- 必要な作業
a) ATM不正検知についての文章のうち、「AIによる不正検知に挑戦した背景」から「る被害が多く発生しています。」までをすべて、一字一句変えずに書き出してください。
b) ATM不正検知についての文章を、最後の文の後から書き進めてください。

FC3では、日々進化する犯罪手口に対抗するため、最先端の対策ソリューションの開発を進めており、この度AIを活用した最先端ソリューションの開発に成功しました。具体的には、高齢者を狙った特殊詐欺によるATM不正利用※1への対策として、「AIによる不正検知」の概念実証実験(以下、PoC)で高い検知率を達成し、実用化への大きな一歩を踏み出しました。
※1 預貯金詐欺、キャッシュカード詐欺盗など、犯罪者がキャッシュカードを騙し取り、ATMを不正利用して出金する手口。
この開発はFC3と、AIを使ったシステム開発を担当する部署である、金融事業部プロダクト開発グループ(以下、ProDevグループ)が共同で実施しました。ここからは、開発に挑戦した背景やPoCを行う際の難題をいかに解決していったかなど、ProDevグループの責任者であるザナシルアマルからご説明します。
ProDevグループのザナシルアマルです。
ProDevグループでは、エンジニアリング組織論、AIモデル技術の継続・自動運用を目指したMLOps(機械学習の体制面における基盤)に注目しています。その中で私は、金融サービスのAI不正検知の研究開発からお客様のビジネスに貢献できるAIモデル作りを目指して活動しています。ラックの金融事業部は銀行を始めとする各企業に様々なソリューションを提供しており、中でもProDevグループでは、AIなど最先端の技術で金融サービスにおける様々な犯罪に対する不正検知ソリューションを実現すべく研究開発を行ってきました。非常に有効な結果を得ることができた事例として、三菱UFJ銀行とのATM不正検知のPoCについてお話しいたします。
AIによる不正検知に挑戦した背景
金融犯罪の中でも特殊詐欺と呼ばれる被害に着目すると、年間の特殊詐欺被害額が285.2億円(令和2年、警察庁公表)にものぼり、過去最高となった平成26年(565.5億円)から約半減しているものの、依然として高い水準で推移している状況があります。特に高齢者を狙って連絡し、騙してお金を犯罪者の口座に振り込ませる手口や、キャッシュカードを騙し取ったり、盗み取ったりして犯罪者がATMを操作する手口など、ATMを経由し不正に預金を引き出される被害が多く発生しています。

- データ抜粋
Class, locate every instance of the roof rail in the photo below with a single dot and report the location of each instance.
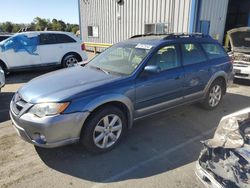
(186, 35)
(148, 34)
(173, 35)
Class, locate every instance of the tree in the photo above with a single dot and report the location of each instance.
(40, 24)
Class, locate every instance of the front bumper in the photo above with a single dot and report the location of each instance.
(58, 130)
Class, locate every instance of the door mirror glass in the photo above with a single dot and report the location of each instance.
(152, 69)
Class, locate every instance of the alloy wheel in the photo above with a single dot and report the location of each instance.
(107, 131)
(215, 95)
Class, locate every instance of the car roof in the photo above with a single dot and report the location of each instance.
(157, 39)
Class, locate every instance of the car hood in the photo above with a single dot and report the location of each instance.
(64, 84)
(240, 39)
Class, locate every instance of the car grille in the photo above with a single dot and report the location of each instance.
(18, 104)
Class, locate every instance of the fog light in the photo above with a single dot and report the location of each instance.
(39, 138)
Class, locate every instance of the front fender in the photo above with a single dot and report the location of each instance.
(91, 105)
(214, 77)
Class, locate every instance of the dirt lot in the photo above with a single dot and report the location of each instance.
(160, 151)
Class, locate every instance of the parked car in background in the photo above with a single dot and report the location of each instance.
(44, 48)
(239, 42)
(95, 104)
(3, 37)
(2, 78)
(225, 159)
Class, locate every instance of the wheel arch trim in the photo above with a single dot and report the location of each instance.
(220, 74)
(109, 99)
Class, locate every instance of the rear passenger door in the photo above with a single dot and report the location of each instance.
(66, 43)
(197, 70)
(49, 49)
(157, 91)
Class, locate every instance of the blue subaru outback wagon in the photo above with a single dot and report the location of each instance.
(143, 75)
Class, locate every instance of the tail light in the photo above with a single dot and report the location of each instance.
(83, 47)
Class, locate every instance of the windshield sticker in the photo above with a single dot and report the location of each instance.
(144, 46)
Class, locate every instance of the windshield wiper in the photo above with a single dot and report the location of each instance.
(98, 68)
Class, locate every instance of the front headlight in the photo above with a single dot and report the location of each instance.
(48, 109)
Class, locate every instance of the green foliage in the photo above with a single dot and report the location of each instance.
(39, 24)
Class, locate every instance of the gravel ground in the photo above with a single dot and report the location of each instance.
(160, 151)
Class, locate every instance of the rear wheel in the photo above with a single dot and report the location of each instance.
(69, 61)
(214, 95)
(104, 129)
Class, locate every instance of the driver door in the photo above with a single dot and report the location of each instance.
(158, 91)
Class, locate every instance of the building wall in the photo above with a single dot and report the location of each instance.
(214, 11)
(118, 23)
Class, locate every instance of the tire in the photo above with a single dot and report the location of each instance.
(69, 61)
(100, 134)
(214, 95)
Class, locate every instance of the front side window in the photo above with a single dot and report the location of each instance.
(62, 38)
(192, 54)
(165, 58)
(213, 50)
(121, 58)
(47, 39)
(21, 42)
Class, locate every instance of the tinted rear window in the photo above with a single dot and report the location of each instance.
(213, 50)
(62, 38)
(192, 54)
(48, 39)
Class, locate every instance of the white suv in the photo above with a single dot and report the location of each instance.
(45, 48)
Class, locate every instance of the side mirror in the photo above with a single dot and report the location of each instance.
(152, 69)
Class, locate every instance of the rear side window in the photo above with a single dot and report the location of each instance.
(62, 38)
(192, 54)
(165, 58)
(213, 50)
(47, 39)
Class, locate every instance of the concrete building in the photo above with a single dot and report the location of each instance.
(110, 21)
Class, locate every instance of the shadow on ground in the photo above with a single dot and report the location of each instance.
(155, 145)
(244, 82)
(25, 76)
(5, 99)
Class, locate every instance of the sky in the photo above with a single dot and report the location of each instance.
(24, 11)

- 作業ごとの回答
a)
AIによる不正検知に挑戦した背景
金融犯罪の中でも特殊詐欺と呼ばれる被害に着目すると、年間の特殊詐欺被害額が285.2億円(令和2年、警察庁公表)にものぼり、過去最高となった平成26年(565.5億円)から約半減しているものの、依然として高い水準で推移している状況があります。特に高齢者を狙って連絡し、騙してお金を犯罪者の口座に振り込ませる手口や、キャッシュカードを騙し取ったり、盗み取ったりして犯罪者がATMを操作する手口など、ATMを経由し不正に預金を引き出される被害が多く発生しています。

b)
特殊詐欺 発生状況 | 警察庁・SOS47特殊詐欺対策ページ
このような背景で、ラックと三菱UFJ銀行は、AI技術を活用したATM不正利用の発見が可能かどうかのPoCの実施に合意し、共同実験を行いました。
これまでも、インターネットバンキングや電子決済サービスなどを不正利用から守る対策として、ルールベースという方式を用いた不正検知システムはありました。しかし、ルールベースは人によるきめ細かい条件の設定を行うことで不正判定の精度を高めるため、新しい手口の検知ルールを組み込む際に手間がかかります。さらに、検知レベルを高め過ぎると逆に正規の利用を不正と誤検知するケースも増加してしまうため、実用する場合は検知レベルを落とさざるを得ませんでした。利用者の安全性を高めると、ユーザビリティは良くなる半面、不正利用を見逃すことも多くなってしまうのです。
この課題を解決するため、ラックはAIによる不正検知に取り組んできました。AIを利用すると、ルールベースよりも誤検知や運用コストを少なく抑え、かつ検知精度を高めることが可能です。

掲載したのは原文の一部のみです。